# EXERCISE REQUIREMENTS
For each record that follows, give it back exactly, with no pictures included.

Free-text object descriptions
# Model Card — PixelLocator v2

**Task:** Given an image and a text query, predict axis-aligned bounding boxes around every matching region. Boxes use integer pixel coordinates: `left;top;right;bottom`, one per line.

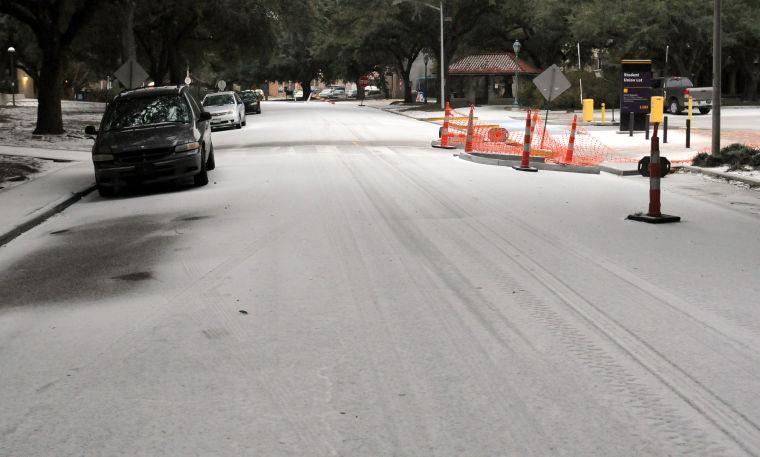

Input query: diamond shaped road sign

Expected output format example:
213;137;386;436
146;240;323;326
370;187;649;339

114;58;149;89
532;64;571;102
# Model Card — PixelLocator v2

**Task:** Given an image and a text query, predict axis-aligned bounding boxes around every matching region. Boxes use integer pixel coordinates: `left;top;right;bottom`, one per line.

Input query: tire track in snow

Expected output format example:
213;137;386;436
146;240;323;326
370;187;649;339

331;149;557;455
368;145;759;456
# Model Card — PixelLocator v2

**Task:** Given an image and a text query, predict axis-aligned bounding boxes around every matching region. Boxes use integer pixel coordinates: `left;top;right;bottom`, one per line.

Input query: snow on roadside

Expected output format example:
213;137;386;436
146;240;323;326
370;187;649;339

# SOLUTION TO THIS PROBLEM
# Model Card — PixelLocator v2

**Task:** Given an image and a text query, predict axis-aligned bounding boxes around every matching region. Boxes use integer pixel coordinates: `left;top;right;bottom`, one per line.


Input query: diamond shaped road sign

Expected output format example:
213;137;386;436
146;240;323;326
370;187;649;339

114;58;149;89
532;64;571;102
# Model Card — PixelLocator v2

**Task:** Given an image and a text query, predict axis-aligned bounding boxes around every matching region. Boxes use integer pixel coordinates: `left;top;right;bottom`, one per line.

Input query: tire track in snow

Expected output format example:
213;137;386;436
146;240;323;326
370;187;649;339

331;149;557;455
368;145;759;456
# Model Card — PixelLocator v2

**Task:** Given an image and a text query, predict axis-aligned bounding boxes around every matching region. Boxes use integer pixel coordinates: `left;top;right;bottom`, one per line.

Input query: snow on roadside

Expected output format example:
213;137;386;436
146;240;323;326
370;187;649;339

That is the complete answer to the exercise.